- **Your task**
Copy the lines below word for word, without changing anything.

----

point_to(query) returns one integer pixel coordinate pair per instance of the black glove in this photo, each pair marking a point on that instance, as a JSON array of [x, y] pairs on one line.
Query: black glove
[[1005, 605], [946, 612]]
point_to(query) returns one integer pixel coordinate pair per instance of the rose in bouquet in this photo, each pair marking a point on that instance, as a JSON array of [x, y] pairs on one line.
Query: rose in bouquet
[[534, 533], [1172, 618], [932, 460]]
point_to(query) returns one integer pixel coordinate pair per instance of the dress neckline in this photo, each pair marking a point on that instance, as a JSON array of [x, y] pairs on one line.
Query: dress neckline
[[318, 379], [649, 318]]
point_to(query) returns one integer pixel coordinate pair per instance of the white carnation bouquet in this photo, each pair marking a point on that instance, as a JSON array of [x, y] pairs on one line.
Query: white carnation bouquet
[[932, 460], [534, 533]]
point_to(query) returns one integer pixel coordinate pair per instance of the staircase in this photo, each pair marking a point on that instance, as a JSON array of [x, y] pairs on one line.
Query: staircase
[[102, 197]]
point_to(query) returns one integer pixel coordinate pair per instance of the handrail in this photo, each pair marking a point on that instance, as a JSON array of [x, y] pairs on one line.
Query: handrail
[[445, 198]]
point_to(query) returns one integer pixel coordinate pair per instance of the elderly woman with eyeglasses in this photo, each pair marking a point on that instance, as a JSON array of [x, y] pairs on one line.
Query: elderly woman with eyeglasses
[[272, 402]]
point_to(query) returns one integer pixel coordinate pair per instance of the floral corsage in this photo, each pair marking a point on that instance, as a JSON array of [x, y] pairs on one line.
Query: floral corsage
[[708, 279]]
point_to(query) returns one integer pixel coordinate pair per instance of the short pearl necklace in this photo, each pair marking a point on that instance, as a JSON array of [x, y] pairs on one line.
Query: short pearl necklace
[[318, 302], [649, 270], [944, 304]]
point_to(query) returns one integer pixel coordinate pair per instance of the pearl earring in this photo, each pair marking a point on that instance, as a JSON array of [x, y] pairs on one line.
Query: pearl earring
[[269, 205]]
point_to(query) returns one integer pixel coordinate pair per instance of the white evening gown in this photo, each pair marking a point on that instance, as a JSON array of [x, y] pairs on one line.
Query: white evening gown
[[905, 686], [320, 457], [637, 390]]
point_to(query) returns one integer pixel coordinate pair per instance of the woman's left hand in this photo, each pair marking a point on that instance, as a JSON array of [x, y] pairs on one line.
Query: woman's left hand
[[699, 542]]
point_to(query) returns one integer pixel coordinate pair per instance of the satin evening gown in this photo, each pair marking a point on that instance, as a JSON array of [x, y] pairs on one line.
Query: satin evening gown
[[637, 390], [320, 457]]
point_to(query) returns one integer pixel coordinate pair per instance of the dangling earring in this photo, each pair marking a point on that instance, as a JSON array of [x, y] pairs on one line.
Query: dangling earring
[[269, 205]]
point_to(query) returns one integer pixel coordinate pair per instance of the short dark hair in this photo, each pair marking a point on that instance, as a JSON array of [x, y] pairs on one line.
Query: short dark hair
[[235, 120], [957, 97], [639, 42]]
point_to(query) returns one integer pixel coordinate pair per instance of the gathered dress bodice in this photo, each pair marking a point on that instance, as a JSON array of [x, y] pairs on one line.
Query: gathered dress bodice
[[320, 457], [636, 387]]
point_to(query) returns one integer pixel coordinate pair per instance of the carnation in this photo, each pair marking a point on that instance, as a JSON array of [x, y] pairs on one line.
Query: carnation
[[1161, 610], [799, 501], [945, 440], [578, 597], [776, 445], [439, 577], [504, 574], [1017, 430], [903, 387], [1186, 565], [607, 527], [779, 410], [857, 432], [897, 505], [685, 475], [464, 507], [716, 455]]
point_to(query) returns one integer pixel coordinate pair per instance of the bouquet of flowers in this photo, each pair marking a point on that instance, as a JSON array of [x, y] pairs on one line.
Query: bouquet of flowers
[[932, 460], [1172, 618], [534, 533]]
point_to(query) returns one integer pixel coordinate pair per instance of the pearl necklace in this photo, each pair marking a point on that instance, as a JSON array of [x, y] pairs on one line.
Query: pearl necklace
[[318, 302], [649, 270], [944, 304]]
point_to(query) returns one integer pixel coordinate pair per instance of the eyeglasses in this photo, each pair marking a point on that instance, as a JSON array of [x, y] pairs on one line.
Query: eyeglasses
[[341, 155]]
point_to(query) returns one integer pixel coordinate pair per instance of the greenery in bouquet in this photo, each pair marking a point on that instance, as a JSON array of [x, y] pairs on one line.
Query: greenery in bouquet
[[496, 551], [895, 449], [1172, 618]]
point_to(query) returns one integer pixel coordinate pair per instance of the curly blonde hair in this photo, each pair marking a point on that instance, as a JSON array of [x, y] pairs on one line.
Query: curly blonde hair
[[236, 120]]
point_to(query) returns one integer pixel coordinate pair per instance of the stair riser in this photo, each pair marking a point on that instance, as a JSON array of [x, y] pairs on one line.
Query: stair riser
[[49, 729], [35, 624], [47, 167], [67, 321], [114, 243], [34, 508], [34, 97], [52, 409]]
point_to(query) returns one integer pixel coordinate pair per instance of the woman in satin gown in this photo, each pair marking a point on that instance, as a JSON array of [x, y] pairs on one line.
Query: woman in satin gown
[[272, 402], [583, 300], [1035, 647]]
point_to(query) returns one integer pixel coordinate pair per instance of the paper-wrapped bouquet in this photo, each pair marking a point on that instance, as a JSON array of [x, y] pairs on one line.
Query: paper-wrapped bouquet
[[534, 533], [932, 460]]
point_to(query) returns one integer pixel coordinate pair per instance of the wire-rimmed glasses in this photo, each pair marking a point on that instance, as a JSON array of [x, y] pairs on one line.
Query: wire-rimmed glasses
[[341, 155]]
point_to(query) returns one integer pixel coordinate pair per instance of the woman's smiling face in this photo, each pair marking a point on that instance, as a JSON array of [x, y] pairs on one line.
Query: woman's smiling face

----

- **Task response**
point_to(query) returns one integer pixel coordinate pair per instance of the black glove in this photo, each pair marking a point on that instance, as a JSON array of [x, y] pairs on one line.
Query: black glove
[[1005, 605], [946, 612]]
point_to(query) returns one integer pixel coordinate pair per instance of the rose in bouquet in this photo, each pair marking a point on that instance, as a JSON array of [x, y] pairs on one line.
Query: rose in bouquet
[[534, 533], [1172, 618], [932, 460]]
point_to(query) returns one integer pixel coordinate pair per instance of the dress neckline in this photo, each pair marking a point on that instance, as a JSON array of [x, y] pairs on one line.
Query: dress neckline
[[318, 379], [649, 318]]
point_to(query) returns one integer pixel coordinate pair per instance of the white carnation bouquet in this photo, each pair marking a point on that instance, as a JSON array of [x, y] pairs on one line.
Query: white carnation bouquet
[[932, 460], [534, 533]]
point_to(query) returns one integer pixel coordinate pair per instance of the staircase in this photo, each pair marking a point on that instance, as a JSON array of [x, y] pairs on one line.
Query: staircase
[[102, 197]]
point_to(query) returns one integer pixel coordinate pair per instance of the handrail in this photo, each pair marking a point on that instance, as a JSON array of [x, y] pairs on one line.
Query: handrail
[[445, 198]]
point_to(query) returns one integer pixel coordinate pair per instance of the elderly woman with eyeglasses in this photo, each pair marking a point on that instance, as a JSON array of [x, y] pairs on one line.
Query: elderly woman with eyeglasses
[[272, 402]]
point_to(query) returns one integer pixel coordinate pair per instance of the floral corsage in this photo, each pair marking a point on that instance, as a JSON array of [x, y] pairs on one line.
Query: floral corsage
[[708, 279]]
point_to(query) returns one integer pixel coordinate pair per instance of the short pearl necklace in this photo, each pair marking a point on that instance, as a JSON array of [x, y] pairs on one line.
Query: short pearl necklace
[[318, 302], [649, 270], [944, 304]]
point_to(query) returns one integer pixel coordinate pair per instance of the pearl earring in this photo, each pair marking a point on that instance, as a JSON array of [x, y] pairs on one line.
Query: pearl earring
[[269, 205]]
point_to(query) returns one integer pixel coordinate pair per instance of the white evening gown in this photo, each pair marking a point on that instance, as a JSON array of [x, y] pairs on one line.
Query: white evening gown
[[905, 686], [320, 457], [637, 390]]
point_to(query) returns one integer pixel coordinate pair per instance of the woman's left hand in this photo, each pair marking a point on that instance, as a JSON array of [x, y] pairs on one line.
Query: woman's left hand
[[699, 542]]
point_to(query) returns one integer pixel coordinate pair per instance of the satin evening gown in this photo, each pair marking a point on that instance, as a JSON array of [x, y] pairs on one line.
Query: satin evening gown
[[637, 390], [320, 457]]
point_to(query) returns one integer pixel coordinate pair per instance of the dangling earring in this photo, each pair marking a point on that instance, as a JSON array of [x, y] pairs on one line.
Query: dangling earring
[[269, 205]]
point_to(query) returns one integer pixel coordinate pair per instance of the short dark hair in this photo, each pair marking a point on that instance, as a JSON array of [x, y] pairs on one line.
Query: short dark hair
[[235, 120], [957, 97], [639, 42]]
point_to(query) returns one integer pixel coordinate pair per instance of the gathered dress bodice in this photo, each pair marking a point on that instance, as a JSON array of [x, y] pairs on one line.
Query: gathered dress bodice
[[320, 457], [636, 387]]
point_to(query) returns one integer pixel coordinate pair per instance of the carnation in this photo, each pair marking a point on that instance, as a JSON array of [x, y] pairs on one line.
Query: carnation
[[1161, 610], [799, 501], [945, 440], [578, 597], [776, 445], [439, 577], [504, 574], [1017, 430], [903, 387], [1186, 565], [607, 527], [779, 410], [857, 432], [897, 505], [685, 475], [464, 507], [716, 455]]
point_to(query) returns one integer pixel coordinate pair per instance of the bouquet of flowers in this photo, each pair marking a point on that instance, as a JSON array of [x, y] pairs on one line.
Query: bouquet of flowers
[[932, 460], [1172, 618], [534, 533]]
point_to(query) returns one integer pixel coordinate pair per instance of the pearl necklace in this photo, each pair marking a point on that instance, as a JSON array of [x, y] pairs on one line.
Query: pearl necklace
[[318, 302], [649, 270], [944, 304]]
point_to(query) returns one integer pixel coordinate pair per instance of the eyeglasses in this photo, each pair marking a point on that instance, as a JSON array of [x, y] pairs on one line.
Query: eyeglasses
[[341, 155]]
point_to(query) returns one integer pixel coordinate pair per instance of the greenery in bouquet in this photo, each pair marking a point on that instance, as a JSON array of [x, y] pairs on one line.
Query: greenery in bouquet
[[496, 551], [895, 449], [1172, 618]]
point_to(query) returns one integer pixel coordinate pair per instance of the curly blonde hair in this photo, each pair marking a point on that instance, as a JSON array of [x, y] pairs on one line.
Query: curly blonde hair
[[236, 120]]
point_to(query) returns one integer pixel coordinate pair per instance of the stair riser in this photo, each pair marking a point on that instance, as a JSON array of [x, y] pairs on one line.
Query: stair riser
[[49, 729], [35, 624], [47, 167], [67, 321], [114, 243], [34, 508], [34, 97], [52, 409]]
point_to(query) returns one integer pixel coordinate pair per instance of the woman in satin gown in this photo, each pair marking a point on that instance, as a JSON array of [x, y] pairs on one line.
Query: woman in satin gown
[[272, 402], [583, 300], [1035, 647]]
point_to(query) returns one integer pixel coordinate pair per instance of the paper-wrapped bouquet in this photo, each pair marking a point on that instance, as a JSON array of [x, y] pairs on one line.
Query: paper-wrapped bouquet
[[534, 533], [932, 460]]
point_to(query) returns one integer pixel coordinate pair per instance of the wire-rimmed glasses in this photo, each pair marking a point on that instance, as a JSON array of [x, y] pairs on one line.
Query: wire-rimmed glasses
[[341, 155]]
point_to(query) returns one integer pixel coordinate pair per instance of the woman's smiling face in this photo, each pair marking a point on that instance, as a JSON array of [x, y] pairs on one line.
Query: woman's smiling face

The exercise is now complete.